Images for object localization
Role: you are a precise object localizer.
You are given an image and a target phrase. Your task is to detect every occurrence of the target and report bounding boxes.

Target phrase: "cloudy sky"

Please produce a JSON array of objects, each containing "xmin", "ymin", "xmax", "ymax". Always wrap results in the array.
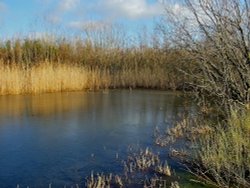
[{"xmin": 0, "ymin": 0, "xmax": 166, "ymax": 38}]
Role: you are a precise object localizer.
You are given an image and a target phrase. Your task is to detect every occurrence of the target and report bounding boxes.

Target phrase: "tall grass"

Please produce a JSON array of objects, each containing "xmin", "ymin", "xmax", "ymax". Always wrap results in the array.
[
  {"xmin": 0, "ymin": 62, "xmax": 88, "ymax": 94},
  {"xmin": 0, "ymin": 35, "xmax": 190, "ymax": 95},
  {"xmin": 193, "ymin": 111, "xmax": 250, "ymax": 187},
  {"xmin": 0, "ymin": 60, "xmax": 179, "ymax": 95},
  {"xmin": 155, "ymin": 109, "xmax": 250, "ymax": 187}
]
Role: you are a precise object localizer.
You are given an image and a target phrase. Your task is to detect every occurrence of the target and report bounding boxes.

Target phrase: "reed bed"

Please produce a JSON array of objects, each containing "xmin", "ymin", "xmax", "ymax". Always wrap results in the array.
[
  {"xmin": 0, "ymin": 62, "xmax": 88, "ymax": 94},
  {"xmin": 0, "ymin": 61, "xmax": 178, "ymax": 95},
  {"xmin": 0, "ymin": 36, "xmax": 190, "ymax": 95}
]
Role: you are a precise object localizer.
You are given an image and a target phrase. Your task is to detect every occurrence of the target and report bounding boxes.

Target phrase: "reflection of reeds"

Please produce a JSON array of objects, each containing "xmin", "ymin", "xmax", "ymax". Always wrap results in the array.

* [Work order]
Write the entries out again word for word. Omit all pictures from them.

* [Response for this exercise]
Role: you are a precise object localizer.
You are given an image and a target phrase. Your task is to detect every occurrence of the target and report bounding boxes.

Target phrase: "cloudy sky"

Please produce a JSON array of objects, each containing "xmin", "ymin", "xmax", "ymax". Always wrap results in the array.
[{"xmin": 0, "ymin": 0, "xmax": 166, "ymax": 38}]
Role: you are a precise object localizer.
You are given an image and a target phrase. Your task is to detect every occurrence of the target and report bounding boxes.

Target phrase: "tall grass"

Please produce a JSON array of objects, each containing "xmin", "ymin", "xmax", "ymax". Always wrap results in the array.
[
  {"xmin": 0, "ymin": 62, "xmax": 88, "ymax": 94},
  {"xmin": 0, "ymin": 35, "xmax": 190, "ymax": 95},
  {"xmin": 193, "ymin": 111, "xmax": 250, "ymax": 187},
  {"xmin": 0, "ymin": 60, "xmax": 179, "ymax": 95},
  {"xmin": 155, "ymin": 109, "xmax": 250, "ymax": 187}
]
Role: you are a precise object localizer.
You are given an image and a target phrase. Your task is to detect every occurrence of the target and report bounding boxes.

Target phrase: "reed bed"

Please produce a JSON array of objects, each containing "xmin", "ymin", "xmax", "ymax". Always wrap results in the array.
[
  {"xmin": 0, "ymin": 62, "xmax": 88, "ymax": 94},
  {"xmin": 0, "ymin": 61, "xmax": 178, "ymax": 95},
  {"xmin": 0, "ymin": 36, "xmax": 190, "ymax": 95}
]
Role: you are a precise object localizer.
You are given an image and a target phrase. Your task is to detect every occurrence of the target and report bounding boxes.

Target phrase: "reflection of reeds"

Please produce a JSON array of objects, each containing "xmin", "ymin", "xmax", "ymax". Always wrap results in the array.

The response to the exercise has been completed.